§ Input records
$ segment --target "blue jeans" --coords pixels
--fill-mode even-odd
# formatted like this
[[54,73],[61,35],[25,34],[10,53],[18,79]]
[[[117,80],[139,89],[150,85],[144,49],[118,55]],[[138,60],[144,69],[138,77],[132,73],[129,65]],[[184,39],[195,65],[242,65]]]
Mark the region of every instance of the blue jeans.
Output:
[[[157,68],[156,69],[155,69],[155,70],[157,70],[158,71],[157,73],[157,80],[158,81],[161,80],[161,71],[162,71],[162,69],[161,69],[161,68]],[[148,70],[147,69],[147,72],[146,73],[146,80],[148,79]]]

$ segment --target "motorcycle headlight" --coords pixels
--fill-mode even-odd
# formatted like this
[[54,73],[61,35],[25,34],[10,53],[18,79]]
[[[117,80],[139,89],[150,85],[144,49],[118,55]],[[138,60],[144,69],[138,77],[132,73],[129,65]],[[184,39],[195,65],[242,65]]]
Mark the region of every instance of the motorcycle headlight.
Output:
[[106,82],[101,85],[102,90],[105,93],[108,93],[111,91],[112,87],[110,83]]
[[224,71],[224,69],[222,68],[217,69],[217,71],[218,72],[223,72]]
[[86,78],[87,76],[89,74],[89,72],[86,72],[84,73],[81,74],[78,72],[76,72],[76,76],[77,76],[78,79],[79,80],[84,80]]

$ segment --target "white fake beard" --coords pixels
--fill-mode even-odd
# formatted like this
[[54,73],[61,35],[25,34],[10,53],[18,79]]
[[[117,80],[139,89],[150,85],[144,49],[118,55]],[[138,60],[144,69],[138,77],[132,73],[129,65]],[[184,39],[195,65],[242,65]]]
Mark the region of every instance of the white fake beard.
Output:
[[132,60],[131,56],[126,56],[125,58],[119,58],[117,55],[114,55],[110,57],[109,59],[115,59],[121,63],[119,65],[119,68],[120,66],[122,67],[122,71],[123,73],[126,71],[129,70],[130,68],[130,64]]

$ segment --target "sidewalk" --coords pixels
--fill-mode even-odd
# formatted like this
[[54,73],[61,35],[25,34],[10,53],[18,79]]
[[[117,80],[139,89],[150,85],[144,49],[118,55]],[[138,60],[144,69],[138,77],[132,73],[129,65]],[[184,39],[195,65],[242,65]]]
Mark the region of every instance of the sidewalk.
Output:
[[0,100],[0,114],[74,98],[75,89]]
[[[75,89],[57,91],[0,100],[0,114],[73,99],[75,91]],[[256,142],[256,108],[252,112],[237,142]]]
* * *
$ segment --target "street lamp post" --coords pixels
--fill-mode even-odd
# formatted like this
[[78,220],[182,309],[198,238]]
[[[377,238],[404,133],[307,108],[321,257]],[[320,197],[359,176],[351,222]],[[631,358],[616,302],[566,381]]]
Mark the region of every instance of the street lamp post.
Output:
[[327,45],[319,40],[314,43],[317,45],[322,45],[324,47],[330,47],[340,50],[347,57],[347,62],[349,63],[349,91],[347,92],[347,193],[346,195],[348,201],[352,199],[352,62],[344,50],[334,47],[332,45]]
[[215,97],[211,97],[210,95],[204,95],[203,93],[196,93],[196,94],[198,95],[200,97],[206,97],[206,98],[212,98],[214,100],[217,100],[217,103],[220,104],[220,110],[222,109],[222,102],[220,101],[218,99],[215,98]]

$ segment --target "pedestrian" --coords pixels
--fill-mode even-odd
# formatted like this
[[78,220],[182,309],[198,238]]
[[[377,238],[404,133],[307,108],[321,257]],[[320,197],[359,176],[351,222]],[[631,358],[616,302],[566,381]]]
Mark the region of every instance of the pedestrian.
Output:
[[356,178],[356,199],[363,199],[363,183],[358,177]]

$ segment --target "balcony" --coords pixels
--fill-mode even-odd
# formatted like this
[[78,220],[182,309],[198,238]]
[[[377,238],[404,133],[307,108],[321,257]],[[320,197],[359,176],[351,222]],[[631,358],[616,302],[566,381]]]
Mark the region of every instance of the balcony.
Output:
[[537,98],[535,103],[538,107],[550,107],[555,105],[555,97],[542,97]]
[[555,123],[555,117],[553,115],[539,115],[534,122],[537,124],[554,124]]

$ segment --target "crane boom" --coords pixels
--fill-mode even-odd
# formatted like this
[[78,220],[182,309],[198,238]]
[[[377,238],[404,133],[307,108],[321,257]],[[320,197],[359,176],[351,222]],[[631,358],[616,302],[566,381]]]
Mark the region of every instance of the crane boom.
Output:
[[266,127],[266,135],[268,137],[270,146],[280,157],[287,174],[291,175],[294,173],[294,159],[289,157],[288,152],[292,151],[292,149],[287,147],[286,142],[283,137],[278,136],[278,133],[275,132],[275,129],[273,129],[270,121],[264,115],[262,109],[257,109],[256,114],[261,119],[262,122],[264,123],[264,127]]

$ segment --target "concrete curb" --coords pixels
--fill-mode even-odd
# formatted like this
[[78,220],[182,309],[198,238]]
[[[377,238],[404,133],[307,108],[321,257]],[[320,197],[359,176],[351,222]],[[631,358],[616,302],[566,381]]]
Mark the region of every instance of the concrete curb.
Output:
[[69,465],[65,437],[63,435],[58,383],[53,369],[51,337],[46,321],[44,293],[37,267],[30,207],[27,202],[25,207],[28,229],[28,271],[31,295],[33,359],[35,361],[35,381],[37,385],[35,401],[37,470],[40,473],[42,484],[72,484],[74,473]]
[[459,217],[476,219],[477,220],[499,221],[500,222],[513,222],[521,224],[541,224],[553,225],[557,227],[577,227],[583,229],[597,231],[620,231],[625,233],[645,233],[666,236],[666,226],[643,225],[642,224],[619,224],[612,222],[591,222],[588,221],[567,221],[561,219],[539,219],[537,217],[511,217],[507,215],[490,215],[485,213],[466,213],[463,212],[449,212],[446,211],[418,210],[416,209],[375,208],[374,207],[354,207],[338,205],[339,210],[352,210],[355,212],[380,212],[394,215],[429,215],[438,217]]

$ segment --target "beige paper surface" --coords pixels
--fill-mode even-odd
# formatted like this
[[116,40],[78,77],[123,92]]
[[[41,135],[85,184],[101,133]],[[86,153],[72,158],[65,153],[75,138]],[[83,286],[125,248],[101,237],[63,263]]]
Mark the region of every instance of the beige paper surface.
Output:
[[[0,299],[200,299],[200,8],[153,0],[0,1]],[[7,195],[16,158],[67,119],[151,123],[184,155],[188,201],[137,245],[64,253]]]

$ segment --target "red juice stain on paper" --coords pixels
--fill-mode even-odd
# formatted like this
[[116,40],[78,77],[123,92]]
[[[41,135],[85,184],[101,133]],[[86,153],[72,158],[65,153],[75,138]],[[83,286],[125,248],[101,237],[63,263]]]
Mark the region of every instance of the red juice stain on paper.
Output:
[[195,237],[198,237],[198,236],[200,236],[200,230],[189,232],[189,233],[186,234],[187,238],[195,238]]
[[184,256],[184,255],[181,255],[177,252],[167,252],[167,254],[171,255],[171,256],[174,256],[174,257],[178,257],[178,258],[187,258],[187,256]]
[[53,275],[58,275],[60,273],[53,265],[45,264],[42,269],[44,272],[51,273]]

§ Directions for this task
Select every line above that contains the string "segment", treating uppercase and lowercase letters as different.

§ Worked answer
$ segment --target "blue jeans" --coords pixels
$ segment --target "motorcycle headlight" --coords pixels
$ segment --target "white fake beard" --coords pixels
$ segment --target "sidewalk" --coords pixels
$ segment --target "street lamp post" --coords pixels
$ segment --target "pedestrian" --coords pixels
$ segment --target "balcony" --coords pixels
$ segment --target "crane boom" --coords pixels
$ segment --target "concrete curb" --coords pixels
$ segment --target "beige paper surface" --coords pixels
$ segment --target "red juice stain on paper" --coords pixels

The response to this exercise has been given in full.